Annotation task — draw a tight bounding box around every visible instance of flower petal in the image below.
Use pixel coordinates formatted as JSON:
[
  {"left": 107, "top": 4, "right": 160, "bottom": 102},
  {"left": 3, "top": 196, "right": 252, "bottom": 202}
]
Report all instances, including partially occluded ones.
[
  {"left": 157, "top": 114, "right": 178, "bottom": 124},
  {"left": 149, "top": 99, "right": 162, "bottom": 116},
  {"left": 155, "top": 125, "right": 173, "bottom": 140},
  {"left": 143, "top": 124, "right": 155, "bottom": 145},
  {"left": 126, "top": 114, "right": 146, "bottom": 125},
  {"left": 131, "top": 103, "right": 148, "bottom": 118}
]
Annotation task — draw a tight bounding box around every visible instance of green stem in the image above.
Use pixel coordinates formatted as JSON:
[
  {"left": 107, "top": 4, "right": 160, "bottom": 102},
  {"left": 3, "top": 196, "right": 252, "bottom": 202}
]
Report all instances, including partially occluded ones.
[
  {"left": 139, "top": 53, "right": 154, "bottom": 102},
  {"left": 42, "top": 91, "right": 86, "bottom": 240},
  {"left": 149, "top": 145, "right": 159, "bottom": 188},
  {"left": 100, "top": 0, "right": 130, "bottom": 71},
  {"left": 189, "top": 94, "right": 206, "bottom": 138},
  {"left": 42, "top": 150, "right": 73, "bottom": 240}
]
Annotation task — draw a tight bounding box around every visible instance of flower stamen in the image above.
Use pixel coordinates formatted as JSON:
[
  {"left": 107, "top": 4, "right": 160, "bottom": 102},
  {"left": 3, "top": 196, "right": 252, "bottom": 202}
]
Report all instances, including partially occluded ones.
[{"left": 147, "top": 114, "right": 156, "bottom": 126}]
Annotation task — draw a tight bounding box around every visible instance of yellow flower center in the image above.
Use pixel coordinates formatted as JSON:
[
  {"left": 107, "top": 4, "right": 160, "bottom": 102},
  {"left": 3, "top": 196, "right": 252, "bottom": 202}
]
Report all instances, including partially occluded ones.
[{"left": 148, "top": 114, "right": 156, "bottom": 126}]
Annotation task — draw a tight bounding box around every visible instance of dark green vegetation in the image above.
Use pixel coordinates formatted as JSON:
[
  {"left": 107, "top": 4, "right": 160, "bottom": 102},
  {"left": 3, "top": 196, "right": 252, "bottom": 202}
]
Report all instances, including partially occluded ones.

++++++++++++++++++++

### EXERCISE GOAL
Pull together all lines from the data that mention the word "task".

### ANSWER FOR THIS EXERCISE
Annotation task — draw a tight bounding box around every visible instance of flower petal in the image below.
Annotation task — draw a tight bounding box around every visible instance of green stem in the image above.
Annotation task — draw a tight bounding box around every visible instance of flower stamen in the image above.
Annotation task — draw a tight bounding box around every visible instance of yellow flower center in the image above.
Annotation task — draw a tight bounding box around every visible instance of dark green vegetation in the image above.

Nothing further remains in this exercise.